What is required - How many lines in the items below contain the string "tall"? Case counts, so give only the number.

Data to process -
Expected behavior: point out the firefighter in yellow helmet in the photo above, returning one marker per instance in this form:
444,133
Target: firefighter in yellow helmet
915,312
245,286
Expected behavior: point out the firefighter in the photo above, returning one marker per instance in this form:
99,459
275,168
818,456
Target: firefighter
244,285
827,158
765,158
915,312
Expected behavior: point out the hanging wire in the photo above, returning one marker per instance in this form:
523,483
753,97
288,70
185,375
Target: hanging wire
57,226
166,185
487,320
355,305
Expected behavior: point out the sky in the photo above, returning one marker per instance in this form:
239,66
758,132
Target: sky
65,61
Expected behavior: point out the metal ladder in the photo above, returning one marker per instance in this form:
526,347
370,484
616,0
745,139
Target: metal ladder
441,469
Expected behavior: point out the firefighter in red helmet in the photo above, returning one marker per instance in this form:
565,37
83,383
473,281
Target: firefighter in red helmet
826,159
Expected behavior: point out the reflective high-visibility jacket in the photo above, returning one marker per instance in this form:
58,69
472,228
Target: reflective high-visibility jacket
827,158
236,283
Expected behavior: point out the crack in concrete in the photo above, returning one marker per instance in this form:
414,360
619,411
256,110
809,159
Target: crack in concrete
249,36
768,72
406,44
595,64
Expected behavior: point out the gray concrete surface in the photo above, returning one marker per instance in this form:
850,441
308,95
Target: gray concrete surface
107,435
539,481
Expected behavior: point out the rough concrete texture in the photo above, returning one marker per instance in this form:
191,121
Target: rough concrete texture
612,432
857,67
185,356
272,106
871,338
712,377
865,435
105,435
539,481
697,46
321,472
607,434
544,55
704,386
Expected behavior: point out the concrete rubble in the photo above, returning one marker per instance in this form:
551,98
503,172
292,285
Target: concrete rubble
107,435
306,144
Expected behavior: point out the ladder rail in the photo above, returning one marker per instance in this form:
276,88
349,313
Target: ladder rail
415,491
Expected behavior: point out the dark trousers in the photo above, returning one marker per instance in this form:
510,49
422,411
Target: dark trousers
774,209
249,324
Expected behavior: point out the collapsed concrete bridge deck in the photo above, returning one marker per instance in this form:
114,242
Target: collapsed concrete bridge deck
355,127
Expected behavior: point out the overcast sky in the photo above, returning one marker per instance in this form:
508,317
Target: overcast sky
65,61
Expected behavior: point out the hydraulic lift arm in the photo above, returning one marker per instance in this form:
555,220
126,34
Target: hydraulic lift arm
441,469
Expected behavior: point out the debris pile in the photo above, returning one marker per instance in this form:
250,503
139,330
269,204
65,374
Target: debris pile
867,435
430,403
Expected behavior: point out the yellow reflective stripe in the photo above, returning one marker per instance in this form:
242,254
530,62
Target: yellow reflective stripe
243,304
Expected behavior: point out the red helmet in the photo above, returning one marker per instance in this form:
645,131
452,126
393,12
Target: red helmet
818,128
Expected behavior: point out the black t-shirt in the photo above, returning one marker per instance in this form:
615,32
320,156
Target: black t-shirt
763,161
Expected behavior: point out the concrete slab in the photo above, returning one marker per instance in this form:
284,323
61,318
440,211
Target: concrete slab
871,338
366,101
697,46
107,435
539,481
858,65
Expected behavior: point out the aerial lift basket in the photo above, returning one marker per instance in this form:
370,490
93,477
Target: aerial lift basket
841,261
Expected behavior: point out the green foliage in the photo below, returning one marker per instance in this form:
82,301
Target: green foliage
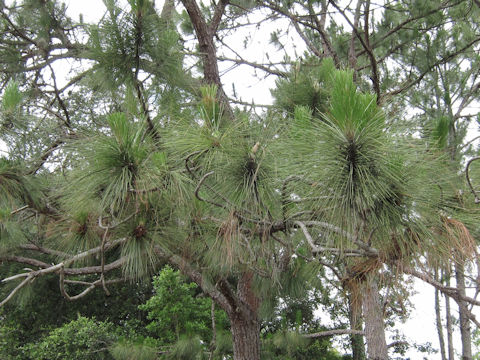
176,310
128,350
308,85
81,339
12,98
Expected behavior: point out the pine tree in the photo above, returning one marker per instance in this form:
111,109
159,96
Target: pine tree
136,160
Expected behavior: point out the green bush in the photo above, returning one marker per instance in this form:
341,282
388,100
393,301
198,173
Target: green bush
81,339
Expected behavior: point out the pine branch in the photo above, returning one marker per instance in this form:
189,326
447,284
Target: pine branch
333,332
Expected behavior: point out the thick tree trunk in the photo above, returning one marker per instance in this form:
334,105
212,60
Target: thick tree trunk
355,317
465,330
244,322
374,326
246,338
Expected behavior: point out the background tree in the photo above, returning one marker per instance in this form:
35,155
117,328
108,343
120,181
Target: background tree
172,172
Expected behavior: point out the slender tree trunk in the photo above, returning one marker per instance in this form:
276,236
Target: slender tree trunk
465,330
374,326
355,317
438,316
245,325
451,355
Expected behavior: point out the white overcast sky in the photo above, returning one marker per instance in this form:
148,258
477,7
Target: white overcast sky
420,328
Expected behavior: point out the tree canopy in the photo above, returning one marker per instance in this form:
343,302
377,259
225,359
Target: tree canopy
125,152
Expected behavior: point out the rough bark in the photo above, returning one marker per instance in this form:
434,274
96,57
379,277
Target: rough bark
438,317
356,323
465,330
205,35
245,325
374,327
451,355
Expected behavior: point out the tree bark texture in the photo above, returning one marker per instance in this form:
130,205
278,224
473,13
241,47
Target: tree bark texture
465,330
438,317
245,325
356,323
451,355
374,326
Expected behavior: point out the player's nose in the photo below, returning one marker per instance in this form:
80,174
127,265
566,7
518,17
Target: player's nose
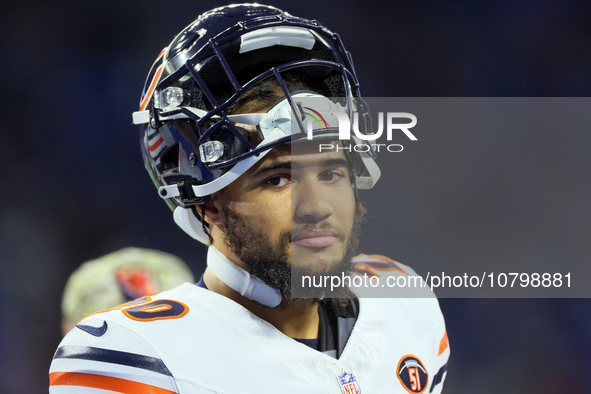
310,202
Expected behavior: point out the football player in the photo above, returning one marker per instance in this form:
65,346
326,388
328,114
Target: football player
234,115
119,277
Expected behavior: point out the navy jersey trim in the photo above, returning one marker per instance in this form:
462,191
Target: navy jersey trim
438,378
114,357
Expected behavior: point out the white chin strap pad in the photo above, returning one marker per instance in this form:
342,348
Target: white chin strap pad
185,219
240,280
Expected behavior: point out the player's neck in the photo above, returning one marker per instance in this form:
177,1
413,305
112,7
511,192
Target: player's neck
294,318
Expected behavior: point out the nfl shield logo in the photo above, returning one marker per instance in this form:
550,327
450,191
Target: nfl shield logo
349,384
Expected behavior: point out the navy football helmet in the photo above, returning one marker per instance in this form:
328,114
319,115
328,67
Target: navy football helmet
193,145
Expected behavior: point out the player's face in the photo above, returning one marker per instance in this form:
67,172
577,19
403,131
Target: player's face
293,208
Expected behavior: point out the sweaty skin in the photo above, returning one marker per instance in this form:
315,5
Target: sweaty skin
302,193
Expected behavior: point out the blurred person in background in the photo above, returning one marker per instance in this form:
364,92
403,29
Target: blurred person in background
119,277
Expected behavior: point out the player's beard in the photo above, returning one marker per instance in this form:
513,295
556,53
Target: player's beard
271,263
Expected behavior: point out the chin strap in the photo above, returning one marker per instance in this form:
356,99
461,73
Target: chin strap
240,280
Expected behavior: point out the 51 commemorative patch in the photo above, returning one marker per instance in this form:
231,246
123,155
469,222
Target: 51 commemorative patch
412,374
349,384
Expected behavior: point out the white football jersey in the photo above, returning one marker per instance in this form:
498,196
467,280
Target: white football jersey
192,340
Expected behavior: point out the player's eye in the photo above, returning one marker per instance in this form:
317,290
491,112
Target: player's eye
277,181
331,176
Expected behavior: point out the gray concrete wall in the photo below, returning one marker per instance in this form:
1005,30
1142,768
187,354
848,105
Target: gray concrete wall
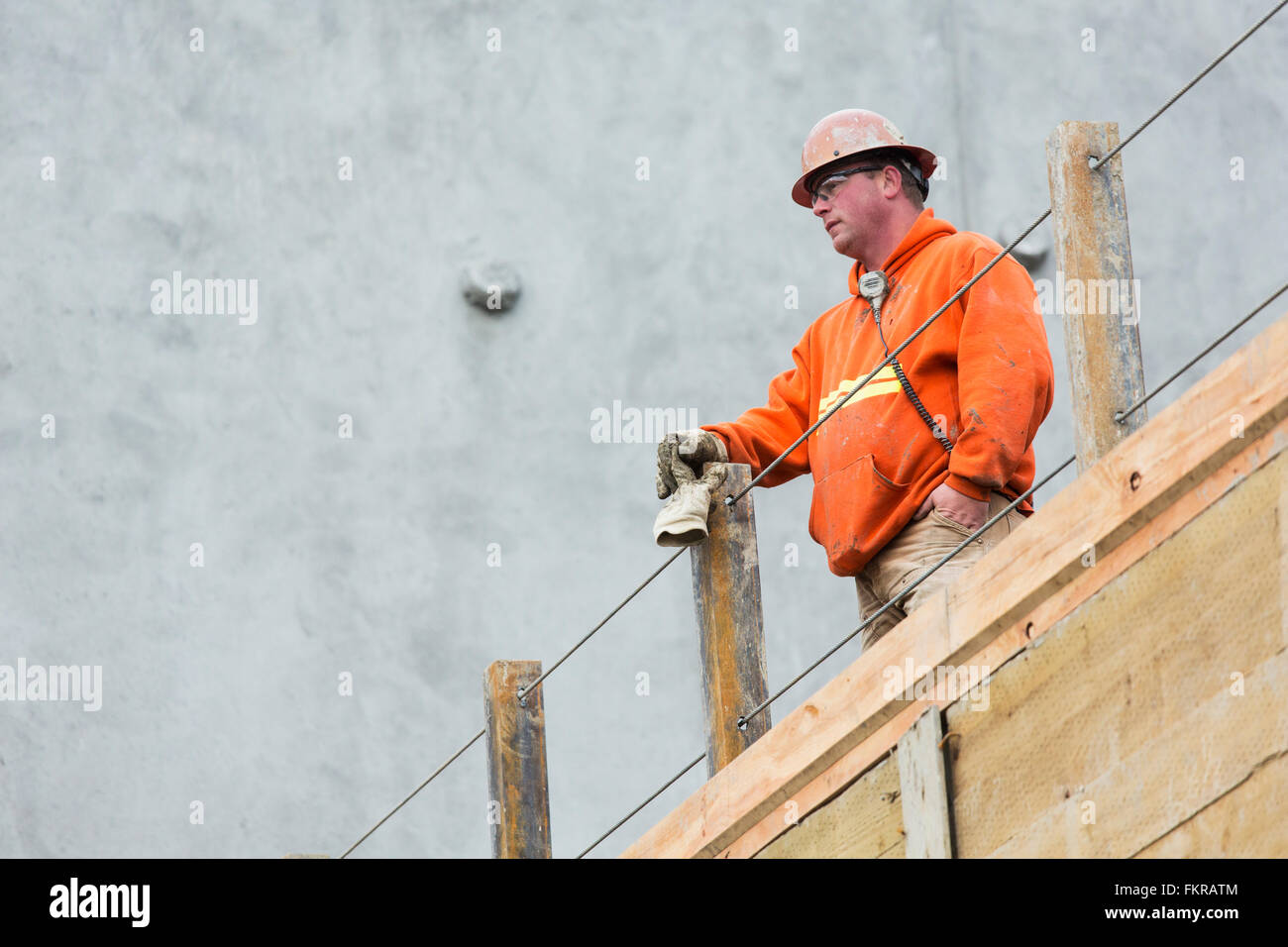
369,556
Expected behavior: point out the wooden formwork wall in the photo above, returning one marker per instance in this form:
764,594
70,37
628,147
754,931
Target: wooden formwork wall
1149,722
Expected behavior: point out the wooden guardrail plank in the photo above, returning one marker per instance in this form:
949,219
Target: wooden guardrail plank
519,796
1095,287
730,624
923,789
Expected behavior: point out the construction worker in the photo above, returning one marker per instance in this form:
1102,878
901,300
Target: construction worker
936,442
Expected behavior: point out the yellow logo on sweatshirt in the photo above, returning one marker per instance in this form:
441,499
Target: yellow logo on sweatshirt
885,381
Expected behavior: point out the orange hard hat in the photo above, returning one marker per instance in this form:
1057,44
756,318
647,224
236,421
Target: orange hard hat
848,133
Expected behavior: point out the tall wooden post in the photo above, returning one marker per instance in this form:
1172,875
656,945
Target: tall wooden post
1094,286
923,789
518,793
730,624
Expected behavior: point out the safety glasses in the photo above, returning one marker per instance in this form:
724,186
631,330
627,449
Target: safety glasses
827,188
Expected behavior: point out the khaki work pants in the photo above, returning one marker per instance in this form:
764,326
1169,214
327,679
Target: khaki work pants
921,544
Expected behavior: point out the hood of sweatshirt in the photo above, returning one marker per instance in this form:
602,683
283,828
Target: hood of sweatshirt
923,230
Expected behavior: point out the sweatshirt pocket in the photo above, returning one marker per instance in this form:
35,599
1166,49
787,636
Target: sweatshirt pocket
849,506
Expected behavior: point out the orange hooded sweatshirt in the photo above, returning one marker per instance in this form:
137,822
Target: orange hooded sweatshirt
983,365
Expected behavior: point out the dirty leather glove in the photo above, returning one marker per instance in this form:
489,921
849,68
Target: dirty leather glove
683,522
695,447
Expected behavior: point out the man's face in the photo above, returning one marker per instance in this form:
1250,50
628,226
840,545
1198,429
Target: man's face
855,209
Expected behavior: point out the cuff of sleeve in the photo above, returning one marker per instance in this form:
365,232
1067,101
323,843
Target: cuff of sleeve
724,445
969,487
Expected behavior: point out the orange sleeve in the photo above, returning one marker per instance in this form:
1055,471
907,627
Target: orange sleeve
1005,377
760,434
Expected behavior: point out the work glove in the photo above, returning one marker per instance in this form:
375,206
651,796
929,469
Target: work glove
692,447
683,522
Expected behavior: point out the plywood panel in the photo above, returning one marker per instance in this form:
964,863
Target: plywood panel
1245,822
1158,641
1194,761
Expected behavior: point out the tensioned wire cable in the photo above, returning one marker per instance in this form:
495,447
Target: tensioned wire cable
754,711
1122,415
1119,416
733,499
520,694
864,624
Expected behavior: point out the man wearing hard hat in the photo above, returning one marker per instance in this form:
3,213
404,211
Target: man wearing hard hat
939,440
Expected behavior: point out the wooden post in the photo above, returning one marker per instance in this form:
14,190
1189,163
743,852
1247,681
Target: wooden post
923,789
1094,286
730,625
518,793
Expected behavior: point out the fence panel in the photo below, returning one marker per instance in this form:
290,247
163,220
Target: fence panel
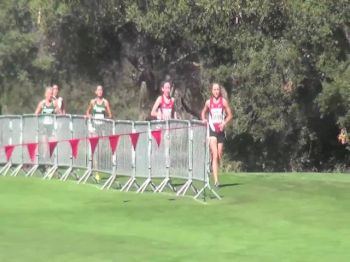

Exercise response - 2